▸ **To be done**:
Everything in the listing should be restated word for word.

### Records ###

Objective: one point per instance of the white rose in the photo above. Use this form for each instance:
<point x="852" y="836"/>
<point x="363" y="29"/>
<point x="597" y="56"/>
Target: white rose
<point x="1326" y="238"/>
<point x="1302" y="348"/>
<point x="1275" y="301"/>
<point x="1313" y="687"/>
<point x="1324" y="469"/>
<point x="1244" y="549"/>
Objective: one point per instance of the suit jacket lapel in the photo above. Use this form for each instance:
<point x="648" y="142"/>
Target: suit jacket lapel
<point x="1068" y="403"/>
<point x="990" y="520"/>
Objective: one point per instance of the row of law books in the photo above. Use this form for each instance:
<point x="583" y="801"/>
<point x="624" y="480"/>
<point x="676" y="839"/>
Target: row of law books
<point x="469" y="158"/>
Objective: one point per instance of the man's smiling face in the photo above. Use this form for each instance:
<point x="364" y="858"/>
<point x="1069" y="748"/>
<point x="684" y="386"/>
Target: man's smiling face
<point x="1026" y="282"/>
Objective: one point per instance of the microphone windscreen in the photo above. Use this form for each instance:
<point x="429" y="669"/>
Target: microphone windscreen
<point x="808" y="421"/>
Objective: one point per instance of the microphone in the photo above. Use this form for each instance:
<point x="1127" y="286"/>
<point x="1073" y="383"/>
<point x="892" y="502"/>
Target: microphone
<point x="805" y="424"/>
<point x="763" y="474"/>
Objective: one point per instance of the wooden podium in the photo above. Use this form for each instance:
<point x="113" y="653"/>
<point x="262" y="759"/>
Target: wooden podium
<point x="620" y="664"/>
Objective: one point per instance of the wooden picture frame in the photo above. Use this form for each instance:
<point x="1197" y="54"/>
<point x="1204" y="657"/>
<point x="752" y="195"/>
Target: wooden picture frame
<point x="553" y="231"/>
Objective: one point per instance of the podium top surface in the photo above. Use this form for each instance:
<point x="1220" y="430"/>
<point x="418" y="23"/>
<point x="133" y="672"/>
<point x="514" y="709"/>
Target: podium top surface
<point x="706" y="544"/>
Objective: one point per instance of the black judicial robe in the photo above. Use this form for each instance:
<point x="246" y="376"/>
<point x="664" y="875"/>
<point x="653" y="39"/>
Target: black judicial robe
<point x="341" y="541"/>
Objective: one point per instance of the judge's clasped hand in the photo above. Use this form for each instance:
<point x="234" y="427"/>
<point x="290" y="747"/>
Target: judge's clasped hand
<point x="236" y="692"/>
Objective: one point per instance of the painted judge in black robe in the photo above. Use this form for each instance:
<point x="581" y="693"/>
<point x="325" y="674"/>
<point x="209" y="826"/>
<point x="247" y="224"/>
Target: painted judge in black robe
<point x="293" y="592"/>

###

▸ **Problem solution**:
Objective: one point per instance of the white rose in the photo above. Use this form for each instance:
<point x="852" y="836"/>
<point x="363" y="29"/>
<point x="597" y="56"/>
Target: white rose
<point x="1326" y="238"/>
<point x="1302" y="348"/>
<point x="1275" y="301"/>
<point x="1313" y="687"/>
<point x="1324" y="469"/>
<point x="1244" y="549"/>
Objective: one point per instance of the suit jacket lapel in the photo above. Use this form for each instance:
<point x="648" y="142"/>
Target: suit jacket lapel
<point x="1068" y="403"/>
<point x="990" y="520"/>
Objective: one point per instance of the row of law books in the photo above. Use this form for each instance:
<point x="583" y="801"/>
<point x="624" y="480"/>
<point x="676" y="839"/>
Target: row of law books
<point x="469" y="158"/>
Objective: one point per instance of the man's smiling face in the photo above. Use this form for each instance:
<point x="364" y="858"/>
<point x="1069" y="748"/>
<point x="684" y="386"/>
Target: man's smiling face
<point x="1026" y="282"/>
Objective: one point per instance of the microphone windscreen in the photo above. Use this form for each instance:
<point x="429" y="669"/>
Target: microphone windscreen
<point x="808" y="421"/>
Objective: one point per instance of the microphone in the photo above. Use this form for each instance:
<point x="1127" y="286"/>
<point x="1073" y="383"/>
<point x="892" y="502"/>
Target: microphone
<point x="805" y="424"/>
<point x="763" y="474"/>
Objective: one point per instance of the wooden podium in the photo above. Use this form for each instance:
<point x="113" y="653"/>
<point x="262" y="759"/>
Target: wooden podium
<point x="620" y="664"/>
Objective: one point per instance of the wooden picture frame in the photo above. Use this form for each instance:
<point x="1197" y="54"/>
<point x="1204" y="657"/>
<point x="752" y="195"/>
Target: wooden picture frame
<point x="553" y="231"/>
Objective: one point per instance of the podium top surface in the photo above. Use this form for each instance:
<point x="1220" y="430"/>
<point x="418" y="23"/>
<point x="133" y="672"/>
<point x="514" y="709"/>
Target: podium top surface
<point x="706" y="544"/>
Objective: one point per instance of the black judicial robe in the photo above. Use this form for each instance:
<point x="246" y="376"/>
<point x="664" y="875"/>
<point x="653" y="39"/>
Target: black judicial robe
<point x="341" y="541"/>
Objective: one point per instance of the judge's clasped hand in the photo above. Use this form for each instance:
<point x="234" y="427"/>
<point x="290" y="747"/>
Target: judge's clasped hand
<point x="236" y="692"/>
Objective: one point per instance of the painted judge in black robe in the photo above. Use this form for each instance:
<point x="581" y="693"/>
<point x="325" y="674"/>
<point x="209" y="826"/>
<point x="247" y="224"/>
Target: painted judge in black robe
<point x="293" y="592"/>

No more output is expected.